### [Extract to read]
= Beginning of Section =
Previously, JohnThomson (John Thomson) wrote…
This method is basically three steps: parse the options, check the options, do the work. Two of the steps are encapsulated in methods while one is spelled out here, making it seem as if the main point of the program is to check the options. It's not vital, but it would feel neater to make CheckOptions a method too.

The program structure obviously isn't clear enough. I've add some comments and split off another method from Main. I've also added a class comment and method comments throughout.


src/ExtractXliff/Program.cs, line 53 at r1 (raw file):

Previously, JohnThomson (John Thomson) wrote…
This will presumably crash if they didn't provide the _orginal argument, but it would be more consistent to give a nice message with Usage, wouldn't it? Also it's not clear from Usage that original is used for more than just an attribute of an element in the output file

Providing the _original argument is enforced by ParseOptions. The program will display the Usage() message and exit if it isn't provided.


src/ExtractXliff/Program.cs, line 62 at r1 (raw file):

Previously, JohnThomson (John Thomson) wrote…
Is it really OK that, say, the base document maps English to French and the new one maps French to Spanish? (Not likely, of course...)

No, the check really is enforcing English as the only valid source-language attribute value.


src/ExtractXliff/Program.cs, line 68 at r1 (raw file):

Previously, JohnThomson (John Thomson) wrote…
I'm not clear what original is, but it is it really OK that they are both the same but different from what the output file will use?

I've simplified the checks to better mirror what will actually appear in the output file.


src/ExtractXliff/Program.cs, line 73 at r1 (raw file):

Previously, JohnThomson (John Thomson) wrote…
Is it really OK that they both have the same DataType which is different from the datatype that will be applied to the merged file?

I've simplified the checks to better mirror what will actually appear in the output file.


src/ExtractXliff/Program.cs, line 78 at r1 (raw file):

Previously, JohnThomson (John Thomson) wrote…
Again, it's OK if the old and new files agree on the product version, even though it's different from the one we will write to the merged file?

I've simplified the checks to better mirror what will actually appear in the output file.
= End of Section =
### [Things to do]
[A] Answer these about the code review thread:
(i) What three steps is the method described as basically doing?
(ii) What enforces that the _original argument is provided?
(iii) What is the only valid source-language attribute value that the check enforces?
[B] Echo the rows word for word, starting at the very beginning of the rows and ending at the line that contains "box: [78, 258, 101, 311]".
The code review thread and the rows have nothing to do with each other.

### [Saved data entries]
= Beginning of Section =
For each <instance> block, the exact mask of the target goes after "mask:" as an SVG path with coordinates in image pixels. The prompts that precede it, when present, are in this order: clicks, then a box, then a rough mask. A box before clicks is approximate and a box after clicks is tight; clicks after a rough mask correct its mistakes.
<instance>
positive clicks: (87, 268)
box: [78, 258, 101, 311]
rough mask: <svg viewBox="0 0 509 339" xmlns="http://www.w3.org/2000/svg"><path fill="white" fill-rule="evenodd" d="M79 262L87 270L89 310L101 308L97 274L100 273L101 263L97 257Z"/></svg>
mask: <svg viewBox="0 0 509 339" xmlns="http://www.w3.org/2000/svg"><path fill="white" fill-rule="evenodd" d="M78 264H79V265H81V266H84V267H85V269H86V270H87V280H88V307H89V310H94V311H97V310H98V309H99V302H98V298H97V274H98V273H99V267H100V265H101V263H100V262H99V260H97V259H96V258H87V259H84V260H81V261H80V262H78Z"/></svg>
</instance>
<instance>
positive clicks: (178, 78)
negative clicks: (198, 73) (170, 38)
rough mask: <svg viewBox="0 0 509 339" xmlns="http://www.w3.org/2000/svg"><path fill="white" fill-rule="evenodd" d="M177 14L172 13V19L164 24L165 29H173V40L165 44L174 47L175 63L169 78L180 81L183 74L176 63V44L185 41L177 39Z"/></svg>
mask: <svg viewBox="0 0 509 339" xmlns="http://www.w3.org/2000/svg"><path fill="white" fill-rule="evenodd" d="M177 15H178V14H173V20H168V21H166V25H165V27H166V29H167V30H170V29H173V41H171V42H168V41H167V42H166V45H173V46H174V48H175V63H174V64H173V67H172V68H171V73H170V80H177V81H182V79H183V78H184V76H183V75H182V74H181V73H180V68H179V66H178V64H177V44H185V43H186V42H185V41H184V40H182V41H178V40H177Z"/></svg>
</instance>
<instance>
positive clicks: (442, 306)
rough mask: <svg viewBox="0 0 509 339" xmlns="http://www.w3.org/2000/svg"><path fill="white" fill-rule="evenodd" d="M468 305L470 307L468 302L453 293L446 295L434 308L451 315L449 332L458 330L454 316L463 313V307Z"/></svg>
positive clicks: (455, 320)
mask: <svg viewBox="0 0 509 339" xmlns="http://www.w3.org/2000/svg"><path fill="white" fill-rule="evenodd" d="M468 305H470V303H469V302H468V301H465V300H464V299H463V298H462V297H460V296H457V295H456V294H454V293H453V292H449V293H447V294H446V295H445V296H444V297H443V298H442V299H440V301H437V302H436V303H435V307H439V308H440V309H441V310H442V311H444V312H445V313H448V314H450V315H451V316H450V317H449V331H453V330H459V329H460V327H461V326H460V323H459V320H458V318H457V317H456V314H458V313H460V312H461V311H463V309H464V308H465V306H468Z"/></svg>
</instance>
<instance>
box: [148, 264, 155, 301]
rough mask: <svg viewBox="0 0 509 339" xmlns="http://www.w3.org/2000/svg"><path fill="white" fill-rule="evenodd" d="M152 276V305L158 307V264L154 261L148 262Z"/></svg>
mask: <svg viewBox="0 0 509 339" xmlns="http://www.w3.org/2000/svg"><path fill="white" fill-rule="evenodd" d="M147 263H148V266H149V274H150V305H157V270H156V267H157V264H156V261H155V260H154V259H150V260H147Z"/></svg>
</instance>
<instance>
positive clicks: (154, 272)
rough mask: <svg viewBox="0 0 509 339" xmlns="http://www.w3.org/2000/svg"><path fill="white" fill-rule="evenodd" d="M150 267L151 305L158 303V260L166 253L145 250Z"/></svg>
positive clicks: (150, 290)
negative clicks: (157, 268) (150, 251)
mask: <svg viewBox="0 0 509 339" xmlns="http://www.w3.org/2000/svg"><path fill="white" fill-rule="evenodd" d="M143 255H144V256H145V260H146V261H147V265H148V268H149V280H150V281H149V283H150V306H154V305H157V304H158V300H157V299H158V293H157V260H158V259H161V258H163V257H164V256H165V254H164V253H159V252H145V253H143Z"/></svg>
= End of Section =
### [Solutions to the exercise]
[A]
(i) Parse the options, check the options, do the work.
(ii) ParseOptions.
(iii) English.

[B]
For each <instance> block, the exact mask of the target goes after "mask:" as an SVG path with coordinates in image pixels. The prompts that precede it, when present, are in this order: clicks, then a box, then a rough mask. A box before clicks is approximate and a box after clicks is tight; clicks after a rough mask correct its mistakes.
<instance>
positive clicks: (87, 268)
box: [78, 258, 101, 311]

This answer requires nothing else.